## START

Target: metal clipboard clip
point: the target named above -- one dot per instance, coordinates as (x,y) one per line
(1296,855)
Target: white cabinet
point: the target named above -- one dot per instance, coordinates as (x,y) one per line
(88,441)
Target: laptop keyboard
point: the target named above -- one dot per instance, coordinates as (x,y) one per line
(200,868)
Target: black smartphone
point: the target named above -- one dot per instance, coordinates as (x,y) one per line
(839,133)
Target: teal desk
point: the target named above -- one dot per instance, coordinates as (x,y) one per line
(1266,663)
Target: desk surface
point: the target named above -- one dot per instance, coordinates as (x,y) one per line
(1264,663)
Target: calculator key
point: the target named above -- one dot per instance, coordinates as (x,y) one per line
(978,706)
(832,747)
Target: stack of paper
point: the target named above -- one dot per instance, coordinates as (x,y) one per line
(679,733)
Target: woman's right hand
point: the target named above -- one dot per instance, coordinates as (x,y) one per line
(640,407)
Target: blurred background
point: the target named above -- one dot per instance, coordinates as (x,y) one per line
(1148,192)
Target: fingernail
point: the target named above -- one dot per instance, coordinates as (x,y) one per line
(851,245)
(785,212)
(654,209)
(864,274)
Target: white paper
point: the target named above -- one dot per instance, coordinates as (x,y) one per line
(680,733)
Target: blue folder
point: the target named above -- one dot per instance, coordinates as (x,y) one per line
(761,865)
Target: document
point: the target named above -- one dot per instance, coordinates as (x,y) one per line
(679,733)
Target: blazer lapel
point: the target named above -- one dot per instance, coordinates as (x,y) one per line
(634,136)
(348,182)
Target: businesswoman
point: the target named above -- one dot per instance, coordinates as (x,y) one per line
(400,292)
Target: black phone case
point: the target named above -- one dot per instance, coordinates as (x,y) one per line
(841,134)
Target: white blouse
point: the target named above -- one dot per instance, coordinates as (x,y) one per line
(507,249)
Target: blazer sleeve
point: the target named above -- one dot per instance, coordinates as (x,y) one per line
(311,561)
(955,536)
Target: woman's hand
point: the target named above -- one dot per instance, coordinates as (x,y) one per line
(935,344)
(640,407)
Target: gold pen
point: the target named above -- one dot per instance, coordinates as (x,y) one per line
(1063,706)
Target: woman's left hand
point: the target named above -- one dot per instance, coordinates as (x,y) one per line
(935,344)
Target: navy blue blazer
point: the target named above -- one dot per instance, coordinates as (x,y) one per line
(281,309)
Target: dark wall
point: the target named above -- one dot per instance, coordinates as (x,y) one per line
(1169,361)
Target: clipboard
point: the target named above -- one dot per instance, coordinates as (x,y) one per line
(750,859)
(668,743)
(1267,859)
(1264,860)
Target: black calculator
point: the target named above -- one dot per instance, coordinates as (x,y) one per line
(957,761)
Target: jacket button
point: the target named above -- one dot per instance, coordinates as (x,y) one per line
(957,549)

## END

Return all of the items above word for word, with every line kept in its original order.

_Exercise solution_
Target: metal clipboard clip
point: the target named above -- one dot per instance, coordinates as (x,y) one per line
(1296,855)
Target: white cabinet
point: the target named above -- one dot per instance, coordinates as (x,y) one per line
(88,441)
Target: laptop keyboard
point: the target named above -- one dot per instance, coordinates as (x,y) one per line
(200,868)
Target: black smartphone
point: the target named above -- one dot per instance, coordinates as (x,y) one per line
(839,133)
Target: teal desk
point: the target named above -- one dot per instance, coordinates as (x,y) one per line
(1266,663)
Target: desk surface
point: the target named above -- one dot per instance, coordinates as (x,y) one per line
(1264,663)
Target: calculator key
point: the target named above -- one dot per instance, coordinates as (x,y) one per line
(978,706)
(832,747)
Target: stack of paper
point: the target named above -- one dot per instance, coordinates as (x,y) one per line
(679,733)
Target: woman's right hand
point: the target named above -- one dot per instance, coordinates as (x,y) one per line
(640,407)
Target: blurred background
point: the target named above -- one dot per instance, coordinates as (x,y) one per line
(1148,192)
Target: fingernail
point: the target named above -- one dot per instance, coordinates as (x,y) one per line
(851,245)
(785,212)
(654,209)
(864,274)
Target: white paper
point: the target named above -- one dot per instance, coordinates as (x,y) one per line
(680,733)
Target: blue folder
point: the target named above -- one dot per instance, coordinates as (x,y) one per line
(761,865)
Target: document
point: the target named above -- one dot per instance, coordinates as (x,y) one per line
(679,733)
Target: blazer lapel
point: the target named above -- one dot per instance, coordinates as (x,y) one per line
(634,136)
(348,182)
Target: businesswoman
point: the target named above -- one dot per instance, coordinates as (x,y) one per line
(400,292)
Target: black phone case
point: the target named above -- one dot per instance, coordinates as (x,y) one per line
(841,134)
Target: white blouse
point: the target named above -- one dot per instance, coordinates as (x,y) one per line
(507,249)
Target: blazer sleeve
point: the target named above -- one dot per instance, coordinates as (x,y) one per line
(311,561)
(955,536)
Target: woman's hand
point: the target named above -- one dot per instance, coordinates as (x,y) one per line
(935,344)
(640,407)
Target: gold pen
point: the target named above -- one dot per instance, coordinates as (x,y) one per line
(1063,706)
Target: woman's left hand
point: the target named above -- one dot per instance, coordinates as (x,y) one per line
(935,344)
Target: navy blue blazer
point: the target named above -- one dot per instance, coordinates as (x,y) one per line
(281,309)
Target: dark wall
point: the target named above -- one dot per instance, coordinates as (x,y) one per line
(1169,361)
Target: clipboard
point: the target named above -- one dot per instance, coordinates as (x,y) one per line
(750,859)
(668,743)
(1267,859)
(1264,860)
Target: black calculator
point: the target named above -- one dot per instance, coordinates as (x,y) one per line
(957,761)
Target: jacket button
point: the target named above -- one dot per instance, coordinates as (x,y) one per line
(957,549)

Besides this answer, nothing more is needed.